Begin Available data
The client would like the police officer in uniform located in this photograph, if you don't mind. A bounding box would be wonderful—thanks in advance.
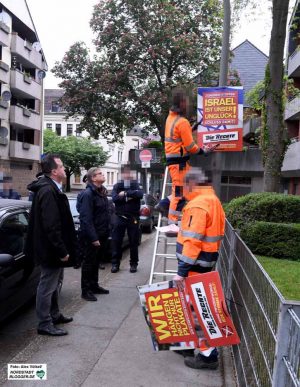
[111,167,143,273]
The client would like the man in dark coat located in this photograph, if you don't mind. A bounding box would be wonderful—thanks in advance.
[111,168,143,273]
[25,154,76,336]
[77,167,111,301]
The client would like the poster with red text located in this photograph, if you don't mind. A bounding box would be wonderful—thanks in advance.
[197,86,243,152]
[138,272,240,351]
[185,271,240,347]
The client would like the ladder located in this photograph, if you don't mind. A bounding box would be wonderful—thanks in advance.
[149,167,177,285]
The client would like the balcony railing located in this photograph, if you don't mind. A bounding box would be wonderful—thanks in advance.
[10,69,42,100]
[284,97,300,120]
[9,105,41,130]
[0,21,10,47]
[11,32,43,69]
[9,141,40,160]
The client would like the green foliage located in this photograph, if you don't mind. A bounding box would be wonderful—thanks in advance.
[225,192,300,230]
[257,256,300,300]
[52,0,222,140]
[246,81,265,111]
[142,139,163,149]
[44,129,108,191]
[241,222,300,261]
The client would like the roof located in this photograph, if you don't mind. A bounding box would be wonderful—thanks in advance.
[229,40,269,99]
[0,198,31,209]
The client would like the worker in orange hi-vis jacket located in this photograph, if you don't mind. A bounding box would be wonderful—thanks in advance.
[163,90,218,233]
[173,168,225,369]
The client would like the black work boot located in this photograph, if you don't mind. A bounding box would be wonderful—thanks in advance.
[129,263,137,273]
[81,290,97,301]
[184,353,219,370]
[110,264,120,273]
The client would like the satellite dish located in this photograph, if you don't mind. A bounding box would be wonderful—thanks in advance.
[0,126,8,138]
[1,90,11,102]
[38,70,46,79]
[32,42,42,52]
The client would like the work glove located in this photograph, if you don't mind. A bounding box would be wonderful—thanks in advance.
[202,144,220,156]
[192,120,202,132]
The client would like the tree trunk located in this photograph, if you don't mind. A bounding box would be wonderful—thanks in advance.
[262,0,289,192]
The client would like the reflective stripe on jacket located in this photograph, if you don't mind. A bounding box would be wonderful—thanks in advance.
[165,111,201,165]
[176,187,225,274]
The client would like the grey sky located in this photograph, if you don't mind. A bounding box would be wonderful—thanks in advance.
[27,0,271,88]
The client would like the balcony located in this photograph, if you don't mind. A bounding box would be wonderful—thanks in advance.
[281,138,300,177]
[9,105,41,130]
[284,97,300,120]
[10,70,42,100]
[0,21,10,47]
[288,49,300,77]
[0,100,9,121]
[0,60,9,83]
[9,141,40,161]
[243,117,261,138]
[11,33,43,69]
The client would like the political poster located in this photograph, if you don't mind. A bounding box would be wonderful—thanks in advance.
[138,272,240,351]
[185,271,240,347]
[138,281,199,351]
[197,86,243,152]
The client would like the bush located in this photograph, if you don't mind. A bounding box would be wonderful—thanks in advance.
[241,222,300,261]
[225,192,300,230]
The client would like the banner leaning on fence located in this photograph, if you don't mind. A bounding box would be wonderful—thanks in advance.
[218,221,300,387]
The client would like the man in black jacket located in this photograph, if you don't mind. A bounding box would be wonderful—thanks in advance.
[25,154,76,336]
[77,167,111,301]
[111,168,143,273]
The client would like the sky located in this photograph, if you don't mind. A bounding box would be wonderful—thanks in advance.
[27,0,284,89]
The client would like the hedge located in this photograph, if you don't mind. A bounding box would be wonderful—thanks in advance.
[241,222,300,262]
[224,192,300,230]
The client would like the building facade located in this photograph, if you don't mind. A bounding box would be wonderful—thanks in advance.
[44,89,143,191]
[282,0,300,195]
[0,0,47,196]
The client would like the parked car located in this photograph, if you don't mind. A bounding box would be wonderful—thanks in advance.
[0,199,40,321]
[140,194,159,233]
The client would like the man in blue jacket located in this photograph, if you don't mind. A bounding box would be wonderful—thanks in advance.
[111,167,143,273]
[77,167,111,301]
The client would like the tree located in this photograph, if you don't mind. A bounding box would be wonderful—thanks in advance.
[235,0,289,192]
[52,0,222,140]
[44,129,109,192]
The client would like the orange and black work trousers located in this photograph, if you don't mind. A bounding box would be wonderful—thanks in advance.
[168,163,191,223]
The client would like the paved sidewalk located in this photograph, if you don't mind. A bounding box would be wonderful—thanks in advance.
[4,233,235,387]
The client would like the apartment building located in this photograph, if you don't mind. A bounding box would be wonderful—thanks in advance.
[282,0,300,195]
[44,89,142,191]
[0,0,47,195]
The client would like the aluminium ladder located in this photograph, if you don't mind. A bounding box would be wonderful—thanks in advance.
[149,167,177,285]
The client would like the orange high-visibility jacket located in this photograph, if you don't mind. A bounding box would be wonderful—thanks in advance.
[176,186,225,276]
[165,111,203,165]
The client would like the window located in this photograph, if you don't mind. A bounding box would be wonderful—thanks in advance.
[76,124,81,137]
[55,124,61,136]
[51,101,61,113]
[75,175,81,184]
[0,213,28,256]
[67,124,73,136]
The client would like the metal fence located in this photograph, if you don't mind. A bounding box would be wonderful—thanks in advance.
[218,221,300,387]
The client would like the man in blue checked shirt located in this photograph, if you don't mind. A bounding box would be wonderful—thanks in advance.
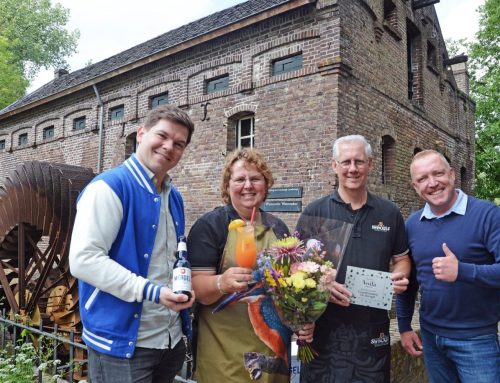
[69,105,195,383]
[397,150,500,383]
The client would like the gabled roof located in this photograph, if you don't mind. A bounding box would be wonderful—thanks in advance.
[0,0,296,119]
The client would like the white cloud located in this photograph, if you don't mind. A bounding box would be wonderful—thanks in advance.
[435,0,484,40]
[28,0,484,92]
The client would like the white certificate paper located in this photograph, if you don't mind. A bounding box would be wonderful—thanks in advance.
[345,266,393,310]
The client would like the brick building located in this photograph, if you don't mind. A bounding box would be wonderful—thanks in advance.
[0,0,474,231]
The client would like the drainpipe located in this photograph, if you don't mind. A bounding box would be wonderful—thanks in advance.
[92,84,104,174]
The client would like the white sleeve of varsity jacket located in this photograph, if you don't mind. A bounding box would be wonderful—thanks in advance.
[69,180,148,302]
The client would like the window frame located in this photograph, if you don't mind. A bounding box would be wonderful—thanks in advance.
[73,116,87,130]
[17,133,29,146]
[236,115,255,149]
[271,52,304,76]
[42,125,55,140]
[205,73,229,94]
[149,92,170,109]
[109,104,125,121]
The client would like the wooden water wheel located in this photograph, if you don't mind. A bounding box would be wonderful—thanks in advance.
[0,161,94,378]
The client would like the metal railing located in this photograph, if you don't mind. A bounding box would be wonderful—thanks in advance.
[0,309,87,383]
[0,309,196,383]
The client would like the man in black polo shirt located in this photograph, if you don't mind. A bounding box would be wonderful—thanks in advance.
[297,135,410,383]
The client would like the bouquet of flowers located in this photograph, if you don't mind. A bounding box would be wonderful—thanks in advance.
[257,236,336,363]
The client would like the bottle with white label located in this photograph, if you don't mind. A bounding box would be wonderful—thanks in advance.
[172,236,191,299]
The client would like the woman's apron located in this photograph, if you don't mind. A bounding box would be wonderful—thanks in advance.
[196,224,290,383]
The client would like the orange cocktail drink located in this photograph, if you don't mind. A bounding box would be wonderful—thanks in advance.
[236,225,257,269]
End Available data
Task directions ->
Reproduce every row above line for line, with no changes. Do not include the pictures in your output.

Correct output ->
The client would like the police officer in uniform located in this photograph, if you don't mind. A bounding box would be wonderful—thanks in advance.
[111,167,143,273]
The client would like the man in dark coat located in this photograph, if you don't mind. A bounding box would be wonderful—thanks in advance.
[111,168,143,273]
[25,154,76,336]
[77,167,111,301]
The client would like the poster with red text located in this photograph, if you don't mind. A bounding box would be wonderful—thanks in advance.
[197,86,243,152]
[138,272,240,351]
[185,271,240,347]
The client would like the ladder located in this photograph, if you don't mind. A bounding box would be wonderful—thanks in advance.
[149,167,177,285]
The client would like the balcony railing located in this photograph, if you don't mind. A bounding box would be wonderful—thanks in advance.
[10,69,42,100]
[284,97,300,120]
[9,105,41,130]
[0,21,10,47]
[11,32,43,69]
[9,141,40,160]
The client would like the green foliage located in this photograph, if you don't mind. A bounding box would be wonderful—thanks in advance.
[225,192,300,230]
[257,256,300,300]
[52,0,222,140]
[246,81,265,111]
[142,139,163,149]
[44,129,108,191]
[241,222,300,261]
The client would like the roof located in this photograph, if you don't mind. A bounding box would be wonderful—thanks in advance.
[229,40,269,99]
[0,198,31,209]
The client would like the worker in orange hi-vis jacket located in this photograph, if you don't mind. A bounding box would be wonderful—thanks in advance.
[163,90,218,233]
[173,168,225,369]
The client would like the black work boot located in this photograph, if you don't mind. A bounding box would be wonderful—thanks in advance.
[129,263,137,273]
[81,290,97,301]
[184,353,219,370]
[110,264,120,273]
The client would like the satellite dish located in this photograph, if you don't mind. A bounding box would be wonderful—thanks in advance.
[0,126,8,138]
[1,90,11,102]
[38,70,46,79]
[32,42,42,52]
The client would like the work glove located in this photograph, if you don't mind. A bounding box would be wonderful—thanks in advance.
[202,144,220,156]
[192,120,202,132]
The client would like the tree trunk located in this photograph, if you don't mind. A bounding box would be wonderful—thanks in advance.
[262,0,289,192]
The client would like the reflective stripe on jacket located in this photograph, if you don't mind. A bounding box would be wonderful—thanks in advance.
[165,111,201,165]
[176,187,225,274]
The client would like the grey sky located in this photograph, if you don't mind. A bounding box would be wonderful—thanks in advance.
[27,0,271,88]
The client would like the balcony located in this photograph, if you don't mind. A bounding box would be wonderful—thanks in advance.
[281,138,300,177]
[9,105,41,130]
[284,97,300,120]
[10,70,42,100]
[0,21,10,47]
[288,49,300,77]
[0,100,9,121]
[0,60,9,83]
[9,141,40,161]
[243,117,261,138]
[11,33,43,69]
The client would like the political poster located in this photograph, if you don't mind. A bounding box would be wonderful—thanks in advance.
[138,272,240,351]
[185,271,240,347]
[138,281,199,351]
[197,86,243,152]
The client would like the bush located in this photograph, if you don't mind. A bounding box would be wonderful—thanks in advance.
[241,222,300,261]
[225,192,300,230]
The client would like the banner leaning on fence located in this photograph, if you don't mind. A bounding box would be wonderful—thanks in advance.
[218,221,300,387]
The client would like the man in black jacket located in this photograph, if you don't mind. A bounding box would be wonderful—thanks in advance.
[25,154,76,336]
[77,167,111,301]
[111,168,143,273]
The client would like the sky located in this photograph, if you don't mind. A bounding box would be wonderful—thanks in advance.
[27,0,284,89]
The client would like the hedge located in this photograph, if you don't mind. A bounding box would be wonderful—thanks in advance.
[241,222,300,262]
[224,192,300,230]
The client would like the building facade located in this photograph, if you don't mind. A bounding box would be wonderful—thanks in advance.
[44,89,143,191]
[282,0,300,195]
[0,0,47,196]
The client would like the parked car located in this photograph, if you don't mind. A bounding box would be wonderful—thanks in advance.
[0,199,40,321]
[140,194,159,233]
The client would like the man in blue jacket located in this photograph, if you don't mind. A bounding box would be wonderful—thanks in advance.
[111,167,143,273]
[77,167,111,301]
The client would like the tree located in this photograph, if you don't mind. A bounding box would be wonderful—thanks in advance.
[235,0,289,192]
[52,0,222,140]
[44,129,109,192]
The client would like the orange and black work trousers located in this photograph, if you don't mind. A bounding box would be wonderful—thanks in advance.
[168,163,191,223]
The client would like the paved sidewalk located in this photograph, if you don't mind. A bounding box would be wonderful—thanks in advance.
[4,233,235,387]
The client would like the apartment building located in this photograph, if you don't mind. A bounding box would be wonderful—thanks in advance.
[282,0,300,195]
[44,89,142,191]
[0,0,47,195]
The client would like the aluminium ladder located in this photograph, if you don't mind. A bounding box would be wonderful—thanks in advance.
[149,167,177,285]
The client would like the orange high-visibility jacket located in this photograph, if you don't mind. A bounding box would be wonderful—thanks in advance.
[176,186,225,276]
[165,111,203,165]
The client would like the window located in this photograph, if you don't mind. A bounding box would be wonderful—thanks in advance.
[76,124,81,137]
[55,124,61,136]
[51,101,61,113]
[75,175,81,184]
[0,213,28,256]
[67,124,73,136]
The client would like the metal fence located in this photograph, if you don't mind. A bounding box would be wonderful—thanks in advance.
[218,221,300,387]
The client would like the man in blue checked shirt located in this photograph, if you don't mind. A bounding box would be wonderful—thanks in advance.
[69,105,195,383]
[397,150,500,383]
The client would like the gabled roof located in this photograph, if you don't mind. A bounding box would be wonderful—thanks in advance.
[0,0,296,119]
The client would like the white cloud located in this photograph, if you don't mind. A bounding box would be wonderful—thanks in advance.
[435,0,484,40]
[28,0,484,92]
The client would like the white certificate paper located in this photograph, if you don't mind. A bounding box would be wonderful—thanks in advance.
[345,266,393,310]
The client would like the brick building located in this photograph, if you don't mind. A bounding box would be wonderful—thanks in advance.
[0,0,474,231]
The client would like the drainpipe located in this photograph, if you don't mind. A bounding box would be wonderful—thanks in advance.
[92,84,104,174]
The client would like the white sleeve of varsity jacket located in this photograph, if you don't mind. A bounding box would be wonderful—thanks in advance.
[69,180,148,302]
The client would like the window frame located in this photograph, if you don't mind. A bounding box would be wonderful—thanks in advance.
[73,116,87,130]
[17,133,29,146]
[236,115,255,149]
[271,52,304,76]
[42,125,55,140]
[205,73,229,94]
[149,92,170,109]
[109,104,125,121]
The client would like the wooden water wheel located in this photograph, if you don't mind. A bounding box would be wonderful—thanks in advance.
[0,161,94,378]
The client would like the metal railing located in this photograph, if you don't mind. A bounding box would be wonderful—thanks in advance.
[0,309,87,383]
[0,309,196,383]
The client would like the man in black polo shirt located in this photograph, if you don't mind. A bounding box would be wonderful—thanks in advance.
[297,135,410,383]
The client would like the bouquet of flowers located in this photograph, if you don't mind. A bounding box would be wonderful—thanks in advance.
[257,236,336,363]
The client would like the bottle with white label located in this photograph, if you don't mind. A bounding box would be wonderful—thanks in advance.
[172,236,191,299]
The client would like the woman's apron located in this photograph, if you don't mind. A bounding box would be wonderful—thanks in advance.
[196,224,290,383]
The client would like the orange cocktail drink located in this photograph, if you don't mind. A bounding box would be wonderful—thanks in advance.
[236,225,257,269]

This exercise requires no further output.